Certificates are encoded using the OSI ASN.1 (Abstract Syntax Notation 1), which can be thought of as being like a struct in C, except with a very peculiar and verbose notation. More information about X.509 can be found in (Ford and Baum, 2000).

Public Key Infrastructures

Having a single CA to issue all the world's certificates obviously would not work. It would collapse under the load and be a central point of failure as well. A possible solution might be to have multiple CAs, all run by the same organization and all using the same private key to sign certificates. While this would solve the load and failure problems, it introduces a new problem: key leakage. If there were dozens of servers spread around the world, all holding the CA's private key, the chance of the private key being stolen or otherwise leaking out would be greatly increased. Since the compromise of this key would ruin the world's electronic security infrastructure, having a single central CA is very risky.

In addition, which organization would operate the CA? It is hard to imagine any authority that would be accepted worldwide as legitimate and trustworthy. In some countries people would insist that it be a government, while in other countries they would insist that it not be a government.

For these reasons, a different way for certifying public keys has evolved. It goes under the general name of PKI (Public Key Infrastructure). In this section we will summarize how it works in general, although there have been many proposals so the details will probably evolve in time.

▶ **Problem A**: Shorten the paragraph beginning "Having a single CA to issue" from the excerpt on public key infrastructures into a brief bulleted list that keeps its main points.
▶ **Problem B**: According to the excerpt on public key infrastructures, what notation is used to encode certificates?

▶ **Data lines**:
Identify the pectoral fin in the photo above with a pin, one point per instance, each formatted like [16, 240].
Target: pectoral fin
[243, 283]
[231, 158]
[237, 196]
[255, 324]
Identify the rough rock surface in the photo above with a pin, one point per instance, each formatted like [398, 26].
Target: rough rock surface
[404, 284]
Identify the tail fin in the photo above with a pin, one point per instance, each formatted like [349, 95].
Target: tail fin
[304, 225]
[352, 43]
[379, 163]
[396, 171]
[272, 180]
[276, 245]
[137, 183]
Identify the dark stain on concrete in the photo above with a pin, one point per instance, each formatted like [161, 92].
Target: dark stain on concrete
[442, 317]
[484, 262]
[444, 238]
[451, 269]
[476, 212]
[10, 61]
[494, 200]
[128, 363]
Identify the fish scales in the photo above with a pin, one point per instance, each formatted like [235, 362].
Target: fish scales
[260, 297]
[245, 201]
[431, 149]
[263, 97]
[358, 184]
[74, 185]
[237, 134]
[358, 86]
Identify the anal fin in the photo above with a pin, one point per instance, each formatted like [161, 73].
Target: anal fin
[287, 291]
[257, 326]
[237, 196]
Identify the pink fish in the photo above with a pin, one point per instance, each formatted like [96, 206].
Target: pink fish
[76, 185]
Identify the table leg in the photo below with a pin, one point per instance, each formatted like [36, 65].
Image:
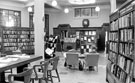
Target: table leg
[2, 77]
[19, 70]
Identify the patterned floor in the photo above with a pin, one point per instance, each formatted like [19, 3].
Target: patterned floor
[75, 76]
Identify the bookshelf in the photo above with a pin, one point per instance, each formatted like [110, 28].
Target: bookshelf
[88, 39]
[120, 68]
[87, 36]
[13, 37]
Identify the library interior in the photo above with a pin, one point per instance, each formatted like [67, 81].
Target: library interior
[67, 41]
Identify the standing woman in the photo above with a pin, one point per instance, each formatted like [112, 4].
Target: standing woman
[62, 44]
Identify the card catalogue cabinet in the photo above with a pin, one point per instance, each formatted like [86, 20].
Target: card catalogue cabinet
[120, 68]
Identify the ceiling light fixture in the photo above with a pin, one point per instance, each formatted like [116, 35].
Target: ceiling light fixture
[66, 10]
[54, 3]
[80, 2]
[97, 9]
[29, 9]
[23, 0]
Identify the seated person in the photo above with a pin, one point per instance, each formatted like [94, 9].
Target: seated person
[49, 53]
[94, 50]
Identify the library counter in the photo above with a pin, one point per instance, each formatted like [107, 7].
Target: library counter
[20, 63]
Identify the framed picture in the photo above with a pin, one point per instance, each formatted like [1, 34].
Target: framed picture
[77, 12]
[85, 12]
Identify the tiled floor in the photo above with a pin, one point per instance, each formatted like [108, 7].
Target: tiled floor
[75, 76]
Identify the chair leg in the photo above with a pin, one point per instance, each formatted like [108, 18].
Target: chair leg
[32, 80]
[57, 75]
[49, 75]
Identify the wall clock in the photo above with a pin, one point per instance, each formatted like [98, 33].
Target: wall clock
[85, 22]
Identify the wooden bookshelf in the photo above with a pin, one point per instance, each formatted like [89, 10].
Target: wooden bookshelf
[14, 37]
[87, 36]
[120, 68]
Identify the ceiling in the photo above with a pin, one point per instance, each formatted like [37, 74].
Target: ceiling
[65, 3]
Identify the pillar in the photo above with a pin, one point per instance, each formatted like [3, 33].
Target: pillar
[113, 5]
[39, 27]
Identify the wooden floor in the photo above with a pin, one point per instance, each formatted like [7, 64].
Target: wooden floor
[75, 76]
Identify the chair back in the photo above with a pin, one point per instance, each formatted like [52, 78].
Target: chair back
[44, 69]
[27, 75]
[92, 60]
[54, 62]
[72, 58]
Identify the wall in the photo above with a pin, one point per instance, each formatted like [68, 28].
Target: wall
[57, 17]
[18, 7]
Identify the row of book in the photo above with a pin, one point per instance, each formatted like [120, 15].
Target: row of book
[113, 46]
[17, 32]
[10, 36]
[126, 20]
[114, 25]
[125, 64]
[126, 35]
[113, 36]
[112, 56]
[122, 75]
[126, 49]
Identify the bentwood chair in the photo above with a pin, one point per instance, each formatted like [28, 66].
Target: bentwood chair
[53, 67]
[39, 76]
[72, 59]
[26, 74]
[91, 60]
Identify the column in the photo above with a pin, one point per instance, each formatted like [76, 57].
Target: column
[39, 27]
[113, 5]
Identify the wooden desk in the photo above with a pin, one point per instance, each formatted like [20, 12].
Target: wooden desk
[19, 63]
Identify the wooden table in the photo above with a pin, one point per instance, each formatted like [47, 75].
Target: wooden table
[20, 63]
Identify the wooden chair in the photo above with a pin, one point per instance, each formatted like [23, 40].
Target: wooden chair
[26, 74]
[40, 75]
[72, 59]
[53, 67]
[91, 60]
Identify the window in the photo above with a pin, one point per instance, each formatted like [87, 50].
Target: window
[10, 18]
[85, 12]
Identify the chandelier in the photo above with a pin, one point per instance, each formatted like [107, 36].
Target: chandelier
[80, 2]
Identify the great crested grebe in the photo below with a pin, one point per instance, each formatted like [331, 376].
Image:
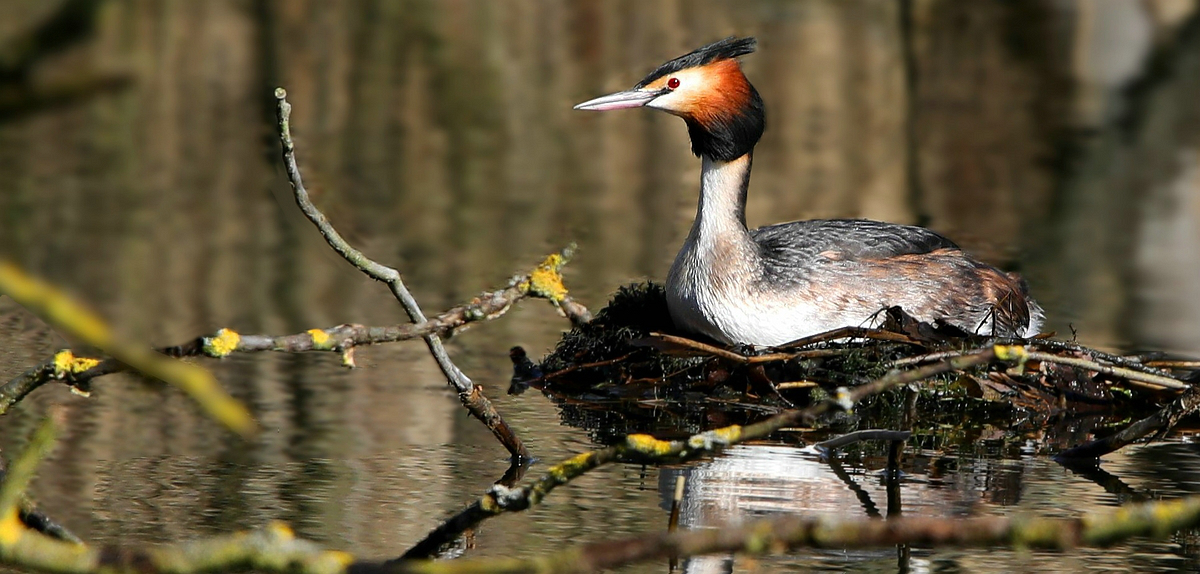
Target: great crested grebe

▶ **Problem solution A**:
- A single CA issuing all the world's certificates would collapse under the load and be a central point of failure.
- One possible fix is multiple CAs run by the same organization, all signing with the same private key.
- That approach solves the load and failure problems but creates a new one: key leakage.
- With dozens of servers worldwide holding the private key, the chance of theft or leakage rises sharply.
- Compromise of that key would ruin the world's electronic security infrastructure, so a single central CA is very risky.

▶ **Problem solution B**: Certificates are encoded using OSI ASN.1 (Abstract Syntax Notation 1).